*Task to carry out*. Write out the lines below without any change, beginning at the line that contains "Exercise. Pick out the beige" and stopping after the line that contains "pixel 19 245". Give only those lines, with both end lines included.

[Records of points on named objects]
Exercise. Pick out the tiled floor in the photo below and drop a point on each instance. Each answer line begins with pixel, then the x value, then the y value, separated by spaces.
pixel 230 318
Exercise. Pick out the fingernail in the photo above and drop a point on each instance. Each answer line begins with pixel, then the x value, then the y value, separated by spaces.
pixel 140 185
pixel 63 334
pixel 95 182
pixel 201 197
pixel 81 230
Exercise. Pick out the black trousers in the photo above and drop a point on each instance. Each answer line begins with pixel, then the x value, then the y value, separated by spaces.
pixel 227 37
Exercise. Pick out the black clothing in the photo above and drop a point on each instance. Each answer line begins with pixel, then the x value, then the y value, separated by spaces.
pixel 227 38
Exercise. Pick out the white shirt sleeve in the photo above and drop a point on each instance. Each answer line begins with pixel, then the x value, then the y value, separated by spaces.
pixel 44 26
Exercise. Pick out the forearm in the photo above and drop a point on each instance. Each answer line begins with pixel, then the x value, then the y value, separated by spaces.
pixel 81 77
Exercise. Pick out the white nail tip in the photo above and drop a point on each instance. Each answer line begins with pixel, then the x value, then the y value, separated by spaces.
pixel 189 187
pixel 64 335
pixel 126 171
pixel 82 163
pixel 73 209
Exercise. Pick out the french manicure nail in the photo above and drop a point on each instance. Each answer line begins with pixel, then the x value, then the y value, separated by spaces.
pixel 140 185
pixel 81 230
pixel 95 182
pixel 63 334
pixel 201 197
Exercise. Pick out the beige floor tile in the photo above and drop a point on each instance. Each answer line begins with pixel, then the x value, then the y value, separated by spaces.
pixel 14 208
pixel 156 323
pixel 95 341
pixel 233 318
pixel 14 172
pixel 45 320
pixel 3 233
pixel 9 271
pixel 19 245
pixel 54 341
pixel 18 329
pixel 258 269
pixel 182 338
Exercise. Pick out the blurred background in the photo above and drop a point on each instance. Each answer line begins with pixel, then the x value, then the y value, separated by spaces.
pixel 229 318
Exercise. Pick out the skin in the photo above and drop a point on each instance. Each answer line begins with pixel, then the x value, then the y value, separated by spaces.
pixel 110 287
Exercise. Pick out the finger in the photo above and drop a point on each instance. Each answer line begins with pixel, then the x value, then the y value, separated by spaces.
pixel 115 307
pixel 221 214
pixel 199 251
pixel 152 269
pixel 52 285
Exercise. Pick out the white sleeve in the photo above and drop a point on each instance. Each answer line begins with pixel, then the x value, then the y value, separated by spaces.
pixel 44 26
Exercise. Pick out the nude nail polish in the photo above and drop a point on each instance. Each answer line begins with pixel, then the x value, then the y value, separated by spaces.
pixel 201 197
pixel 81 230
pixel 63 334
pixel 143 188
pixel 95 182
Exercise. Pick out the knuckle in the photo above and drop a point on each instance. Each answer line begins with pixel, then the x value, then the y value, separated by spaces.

*Response to the exercise*.
Exercise. Pick out the beige floor tile in the photo above and drop a point on each instance. Each answer line begins with pixel, then the x value, then the y value, separated by spaces.
pixel 14 208
pixel 156 323
pixel 95 341
pixel 233 318
pixel 14 172
pixel 45 320
pixel 3 233
pixel 9 271
pixel 19 245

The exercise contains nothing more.